• What you will do:
Rewrite the records as a numbered list, starting from the beginning of the records and ending with the line containing "94L674 149L714 250L801", that line included. Omit any blank lines.

Stored records
************
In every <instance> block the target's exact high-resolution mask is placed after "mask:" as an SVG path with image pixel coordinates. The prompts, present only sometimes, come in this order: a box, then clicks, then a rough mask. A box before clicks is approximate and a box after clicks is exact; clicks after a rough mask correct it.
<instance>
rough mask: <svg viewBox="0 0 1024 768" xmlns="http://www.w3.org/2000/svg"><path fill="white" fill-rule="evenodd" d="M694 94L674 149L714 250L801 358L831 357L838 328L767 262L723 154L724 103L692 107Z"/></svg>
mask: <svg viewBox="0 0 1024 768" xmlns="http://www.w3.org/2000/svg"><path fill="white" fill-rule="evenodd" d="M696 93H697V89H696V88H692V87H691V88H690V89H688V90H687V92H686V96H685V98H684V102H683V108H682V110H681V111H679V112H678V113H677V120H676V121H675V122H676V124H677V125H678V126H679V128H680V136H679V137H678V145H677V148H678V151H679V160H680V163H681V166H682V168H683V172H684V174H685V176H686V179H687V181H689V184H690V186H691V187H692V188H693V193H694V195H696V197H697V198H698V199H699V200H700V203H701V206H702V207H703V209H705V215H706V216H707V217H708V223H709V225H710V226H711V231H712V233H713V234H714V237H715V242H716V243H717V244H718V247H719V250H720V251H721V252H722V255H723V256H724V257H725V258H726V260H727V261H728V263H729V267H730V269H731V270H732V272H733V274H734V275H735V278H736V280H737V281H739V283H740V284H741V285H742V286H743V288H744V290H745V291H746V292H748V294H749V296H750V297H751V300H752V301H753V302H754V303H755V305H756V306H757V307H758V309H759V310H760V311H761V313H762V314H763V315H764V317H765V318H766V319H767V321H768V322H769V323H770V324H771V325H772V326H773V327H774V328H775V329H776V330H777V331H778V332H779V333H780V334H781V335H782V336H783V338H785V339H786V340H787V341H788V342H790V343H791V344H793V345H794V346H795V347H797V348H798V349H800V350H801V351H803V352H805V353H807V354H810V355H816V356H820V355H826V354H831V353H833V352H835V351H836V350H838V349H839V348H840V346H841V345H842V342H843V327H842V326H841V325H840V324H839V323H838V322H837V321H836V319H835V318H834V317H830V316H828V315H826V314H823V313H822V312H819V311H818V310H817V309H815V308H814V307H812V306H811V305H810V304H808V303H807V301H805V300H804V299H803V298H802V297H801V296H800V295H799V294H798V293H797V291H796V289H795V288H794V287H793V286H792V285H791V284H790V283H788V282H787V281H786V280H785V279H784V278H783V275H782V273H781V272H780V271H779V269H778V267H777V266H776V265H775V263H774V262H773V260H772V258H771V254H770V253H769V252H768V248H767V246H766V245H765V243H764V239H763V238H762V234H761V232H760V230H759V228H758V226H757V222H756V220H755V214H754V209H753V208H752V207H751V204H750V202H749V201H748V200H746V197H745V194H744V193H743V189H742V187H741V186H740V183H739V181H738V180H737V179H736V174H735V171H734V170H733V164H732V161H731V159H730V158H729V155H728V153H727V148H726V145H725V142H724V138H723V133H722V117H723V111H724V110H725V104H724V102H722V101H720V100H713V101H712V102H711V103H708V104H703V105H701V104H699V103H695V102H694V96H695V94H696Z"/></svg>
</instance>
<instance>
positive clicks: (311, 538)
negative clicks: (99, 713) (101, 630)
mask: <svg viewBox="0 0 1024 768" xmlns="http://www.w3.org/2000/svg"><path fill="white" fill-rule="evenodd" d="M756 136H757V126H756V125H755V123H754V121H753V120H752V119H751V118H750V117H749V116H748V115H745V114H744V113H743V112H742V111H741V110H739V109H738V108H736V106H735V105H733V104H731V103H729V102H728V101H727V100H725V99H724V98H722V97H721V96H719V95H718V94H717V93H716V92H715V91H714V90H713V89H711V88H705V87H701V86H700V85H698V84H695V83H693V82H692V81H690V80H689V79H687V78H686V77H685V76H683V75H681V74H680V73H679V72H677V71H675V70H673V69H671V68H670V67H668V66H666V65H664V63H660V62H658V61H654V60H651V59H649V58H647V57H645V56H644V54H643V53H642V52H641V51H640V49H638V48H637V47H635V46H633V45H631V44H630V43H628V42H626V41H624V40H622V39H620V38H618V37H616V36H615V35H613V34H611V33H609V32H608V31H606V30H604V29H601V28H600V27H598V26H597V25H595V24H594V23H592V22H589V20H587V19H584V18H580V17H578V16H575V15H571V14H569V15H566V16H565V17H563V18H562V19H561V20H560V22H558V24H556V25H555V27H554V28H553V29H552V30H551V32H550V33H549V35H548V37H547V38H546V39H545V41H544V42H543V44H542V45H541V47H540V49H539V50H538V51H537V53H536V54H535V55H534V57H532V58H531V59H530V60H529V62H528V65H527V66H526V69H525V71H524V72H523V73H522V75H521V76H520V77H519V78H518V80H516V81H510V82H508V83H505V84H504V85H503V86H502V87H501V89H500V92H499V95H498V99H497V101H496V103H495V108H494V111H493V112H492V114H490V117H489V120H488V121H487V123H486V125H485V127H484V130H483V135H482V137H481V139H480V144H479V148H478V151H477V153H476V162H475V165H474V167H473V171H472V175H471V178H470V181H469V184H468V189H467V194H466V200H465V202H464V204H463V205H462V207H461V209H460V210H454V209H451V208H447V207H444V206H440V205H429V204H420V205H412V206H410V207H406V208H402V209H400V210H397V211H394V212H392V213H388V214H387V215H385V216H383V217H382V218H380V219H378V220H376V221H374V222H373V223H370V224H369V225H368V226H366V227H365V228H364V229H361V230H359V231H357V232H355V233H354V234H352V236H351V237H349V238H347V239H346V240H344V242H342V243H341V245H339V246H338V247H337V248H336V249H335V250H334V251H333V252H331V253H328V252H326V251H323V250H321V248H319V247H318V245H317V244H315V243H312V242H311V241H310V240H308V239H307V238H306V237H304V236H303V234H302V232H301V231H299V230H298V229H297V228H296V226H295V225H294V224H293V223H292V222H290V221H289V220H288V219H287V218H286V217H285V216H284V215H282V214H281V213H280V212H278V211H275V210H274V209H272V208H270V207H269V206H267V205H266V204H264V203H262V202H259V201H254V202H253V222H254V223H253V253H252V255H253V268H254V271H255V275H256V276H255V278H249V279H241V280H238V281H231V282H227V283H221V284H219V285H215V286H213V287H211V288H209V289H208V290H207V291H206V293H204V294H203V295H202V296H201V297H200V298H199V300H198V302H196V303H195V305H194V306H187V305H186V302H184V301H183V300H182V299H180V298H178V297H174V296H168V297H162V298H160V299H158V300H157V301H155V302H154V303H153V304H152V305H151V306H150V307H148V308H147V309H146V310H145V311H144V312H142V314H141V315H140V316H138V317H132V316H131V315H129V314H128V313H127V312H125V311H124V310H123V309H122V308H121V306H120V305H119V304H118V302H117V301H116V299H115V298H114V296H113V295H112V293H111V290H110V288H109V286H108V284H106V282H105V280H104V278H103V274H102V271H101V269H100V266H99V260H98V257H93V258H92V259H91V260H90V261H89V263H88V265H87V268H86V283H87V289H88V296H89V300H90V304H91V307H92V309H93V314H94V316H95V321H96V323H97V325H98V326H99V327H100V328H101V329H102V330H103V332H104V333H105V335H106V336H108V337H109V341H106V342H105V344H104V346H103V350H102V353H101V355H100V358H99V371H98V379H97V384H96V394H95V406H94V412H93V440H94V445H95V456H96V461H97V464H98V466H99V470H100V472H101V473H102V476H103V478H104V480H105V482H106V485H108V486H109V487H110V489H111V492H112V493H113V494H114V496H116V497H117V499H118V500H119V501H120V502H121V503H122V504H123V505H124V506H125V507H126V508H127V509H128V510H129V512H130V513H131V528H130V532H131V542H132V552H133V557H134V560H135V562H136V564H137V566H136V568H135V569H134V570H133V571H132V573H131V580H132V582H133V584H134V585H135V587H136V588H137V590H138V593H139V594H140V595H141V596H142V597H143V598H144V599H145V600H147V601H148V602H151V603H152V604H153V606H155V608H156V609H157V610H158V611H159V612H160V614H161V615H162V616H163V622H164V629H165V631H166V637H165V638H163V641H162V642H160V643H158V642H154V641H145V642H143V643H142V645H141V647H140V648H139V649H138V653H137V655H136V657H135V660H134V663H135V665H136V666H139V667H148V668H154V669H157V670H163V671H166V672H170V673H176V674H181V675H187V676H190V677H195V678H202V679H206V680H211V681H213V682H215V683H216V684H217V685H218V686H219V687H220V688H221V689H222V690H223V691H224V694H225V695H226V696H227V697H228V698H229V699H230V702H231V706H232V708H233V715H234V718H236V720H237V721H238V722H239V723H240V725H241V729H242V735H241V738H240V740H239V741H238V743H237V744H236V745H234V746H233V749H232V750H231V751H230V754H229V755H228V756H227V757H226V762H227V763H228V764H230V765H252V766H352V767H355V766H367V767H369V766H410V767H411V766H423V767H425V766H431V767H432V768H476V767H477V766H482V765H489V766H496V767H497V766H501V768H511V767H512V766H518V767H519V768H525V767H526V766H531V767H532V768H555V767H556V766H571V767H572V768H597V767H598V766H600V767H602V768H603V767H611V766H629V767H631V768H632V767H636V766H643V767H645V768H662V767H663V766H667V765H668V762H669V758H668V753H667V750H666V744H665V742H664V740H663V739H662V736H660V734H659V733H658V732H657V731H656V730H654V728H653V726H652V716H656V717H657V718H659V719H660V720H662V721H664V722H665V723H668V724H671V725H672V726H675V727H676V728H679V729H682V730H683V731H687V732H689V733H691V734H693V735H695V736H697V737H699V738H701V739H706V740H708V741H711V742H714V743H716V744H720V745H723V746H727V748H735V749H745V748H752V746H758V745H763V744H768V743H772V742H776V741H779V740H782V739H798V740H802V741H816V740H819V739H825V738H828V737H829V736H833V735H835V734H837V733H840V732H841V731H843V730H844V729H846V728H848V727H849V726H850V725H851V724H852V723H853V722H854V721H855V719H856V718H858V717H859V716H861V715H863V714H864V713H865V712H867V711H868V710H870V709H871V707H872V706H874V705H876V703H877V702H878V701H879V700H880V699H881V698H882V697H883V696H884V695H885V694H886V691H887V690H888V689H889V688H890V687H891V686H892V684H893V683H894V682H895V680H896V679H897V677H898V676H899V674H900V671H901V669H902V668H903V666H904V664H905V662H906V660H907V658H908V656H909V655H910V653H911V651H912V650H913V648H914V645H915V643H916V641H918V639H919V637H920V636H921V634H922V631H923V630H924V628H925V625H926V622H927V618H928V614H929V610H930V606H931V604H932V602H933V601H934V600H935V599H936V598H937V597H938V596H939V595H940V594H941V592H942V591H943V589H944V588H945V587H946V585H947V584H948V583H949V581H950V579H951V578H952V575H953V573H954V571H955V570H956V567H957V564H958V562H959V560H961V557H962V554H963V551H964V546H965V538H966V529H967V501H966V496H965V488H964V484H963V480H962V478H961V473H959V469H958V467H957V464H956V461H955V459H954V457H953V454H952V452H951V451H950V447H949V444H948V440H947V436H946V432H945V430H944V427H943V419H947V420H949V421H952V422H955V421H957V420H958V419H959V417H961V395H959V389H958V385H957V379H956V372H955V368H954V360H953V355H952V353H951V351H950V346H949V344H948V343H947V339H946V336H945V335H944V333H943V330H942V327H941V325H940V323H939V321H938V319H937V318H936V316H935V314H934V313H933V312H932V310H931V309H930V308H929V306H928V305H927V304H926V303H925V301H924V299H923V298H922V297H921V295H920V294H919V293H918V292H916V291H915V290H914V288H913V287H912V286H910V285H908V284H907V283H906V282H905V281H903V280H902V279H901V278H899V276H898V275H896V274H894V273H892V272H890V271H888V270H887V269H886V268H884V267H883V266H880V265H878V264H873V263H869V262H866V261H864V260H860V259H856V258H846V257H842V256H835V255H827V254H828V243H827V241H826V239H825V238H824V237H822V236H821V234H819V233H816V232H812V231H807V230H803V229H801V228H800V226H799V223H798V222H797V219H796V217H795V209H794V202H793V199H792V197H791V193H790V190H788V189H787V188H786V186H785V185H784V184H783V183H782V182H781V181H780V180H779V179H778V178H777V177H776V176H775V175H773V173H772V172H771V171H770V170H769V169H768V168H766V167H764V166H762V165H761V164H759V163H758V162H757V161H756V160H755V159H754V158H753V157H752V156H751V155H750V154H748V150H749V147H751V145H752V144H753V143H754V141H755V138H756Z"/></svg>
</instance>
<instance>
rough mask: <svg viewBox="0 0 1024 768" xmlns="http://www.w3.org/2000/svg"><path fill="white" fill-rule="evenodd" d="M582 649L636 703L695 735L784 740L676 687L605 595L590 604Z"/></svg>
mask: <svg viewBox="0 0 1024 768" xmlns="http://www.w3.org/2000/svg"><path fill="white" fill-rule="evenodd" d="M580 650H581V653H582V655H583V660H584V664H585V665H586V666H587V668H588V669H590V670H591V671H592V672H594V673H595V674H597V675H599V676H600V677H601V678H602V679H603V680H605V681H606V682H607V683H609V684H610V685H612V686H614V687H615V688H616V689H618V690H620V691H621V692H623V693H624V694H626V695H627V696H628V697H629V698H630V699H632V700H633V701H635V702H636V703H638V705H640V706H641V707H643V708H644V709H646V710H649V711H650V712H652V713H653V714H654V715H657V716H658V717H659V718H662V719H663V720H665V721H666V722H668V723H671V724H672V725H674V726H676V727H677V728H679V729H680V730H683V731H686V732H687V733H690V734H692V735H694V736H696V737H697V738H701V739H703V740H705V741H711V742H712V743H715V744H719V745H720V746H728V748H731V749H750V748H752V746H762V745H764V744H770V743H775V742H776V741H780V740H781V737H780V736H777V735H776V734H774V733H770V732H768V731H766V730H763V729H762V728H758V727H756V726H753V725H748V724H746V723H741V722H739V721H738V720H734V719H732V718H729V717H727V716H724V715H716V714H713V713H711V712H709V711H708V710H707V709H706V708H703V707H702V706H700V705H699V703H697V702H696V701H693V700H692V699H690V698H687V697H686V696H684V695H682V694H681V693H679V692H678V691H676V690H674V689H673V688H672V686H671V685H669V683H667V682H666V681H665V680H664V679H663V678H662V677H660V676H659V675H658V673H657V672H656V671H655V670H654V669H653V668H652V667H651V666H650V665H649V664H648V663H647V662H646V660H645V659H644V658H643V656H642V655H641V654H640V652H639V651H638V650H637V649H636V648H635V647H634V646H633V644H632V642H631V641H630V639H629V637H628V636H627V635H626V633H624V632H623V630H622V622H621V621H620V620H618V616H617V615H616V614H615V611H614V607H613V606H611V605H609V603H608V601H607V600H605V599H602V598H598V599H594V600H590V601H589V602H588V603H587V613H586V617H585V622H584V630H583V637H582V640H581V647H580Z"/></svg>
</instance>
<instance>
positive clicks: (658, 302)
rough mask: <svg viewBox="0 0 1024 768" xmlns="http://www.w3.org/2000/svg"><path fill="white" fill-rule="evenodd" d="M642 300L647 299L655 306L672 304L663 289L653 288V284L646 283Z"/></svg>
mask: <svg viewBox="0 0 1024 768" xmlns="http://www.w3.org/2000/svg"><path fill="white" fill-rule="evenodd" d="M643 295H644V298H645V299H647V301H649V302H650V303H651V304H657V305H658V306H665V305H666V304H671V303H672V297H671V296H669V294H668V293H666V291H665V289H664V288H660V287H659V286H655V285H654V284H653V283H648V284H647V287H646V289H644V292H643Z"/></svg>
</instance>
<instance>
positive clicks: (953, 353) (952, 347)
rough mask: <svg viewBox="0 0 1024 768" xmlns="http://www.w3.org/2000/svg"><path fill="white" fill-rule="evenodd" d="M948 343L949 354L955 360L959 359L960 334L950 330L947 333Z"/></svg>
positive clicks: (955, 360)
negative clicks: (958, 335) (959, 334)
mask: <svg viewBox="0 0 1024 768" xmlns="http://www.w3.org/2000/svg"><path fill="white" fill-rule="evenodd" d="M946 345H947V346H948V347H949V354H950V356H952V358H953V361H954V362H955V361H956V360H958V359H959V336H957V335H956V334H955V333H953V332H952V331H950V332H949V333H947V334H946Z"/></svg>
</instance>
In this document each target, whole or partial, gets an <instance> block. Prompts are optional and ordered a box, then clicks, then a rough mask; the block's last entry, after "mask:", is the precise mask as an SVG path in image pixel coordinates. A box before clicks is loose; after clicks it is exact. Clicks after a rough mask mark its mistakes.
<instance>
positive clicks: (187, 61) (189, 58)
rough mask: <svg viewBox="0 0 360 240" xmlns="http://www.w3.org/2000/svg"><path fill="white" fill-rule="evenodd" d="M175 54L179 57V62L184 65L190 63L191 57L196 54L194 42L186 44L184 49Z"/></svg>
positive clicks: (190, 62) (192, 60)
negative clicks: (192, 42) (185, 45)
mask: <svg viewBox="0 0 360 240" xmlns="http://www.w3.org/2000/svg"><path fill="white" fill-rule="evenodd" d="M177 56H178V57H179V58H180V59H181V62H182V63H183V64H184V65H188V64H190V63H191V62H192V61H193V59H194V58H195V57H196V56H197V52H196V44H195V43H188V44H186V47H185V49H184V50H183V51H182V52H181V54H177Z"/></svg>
************
• Result:
1. In every <instance> block the target's exact high-resolution mask is placed after "mask:" as an SVG path with image pixel coordinates. The prompts, present only sometimes, come in this order: a box, then clicks, then a rough mask. A box before clicks is approximate and a box after clicks is exact; clicks after a rough mask correct it.
2. <instance>
3. rough mask: <svg viewBox="0 0 1024 768" xmlns="http://www.w3.org/2000/svg"><path fill="white" fill-rule="evenodd" d="M694 94L674 149L714 250L801 358L831 357L838 328L767 262L723 154L724 103L692 107Z"/></svg>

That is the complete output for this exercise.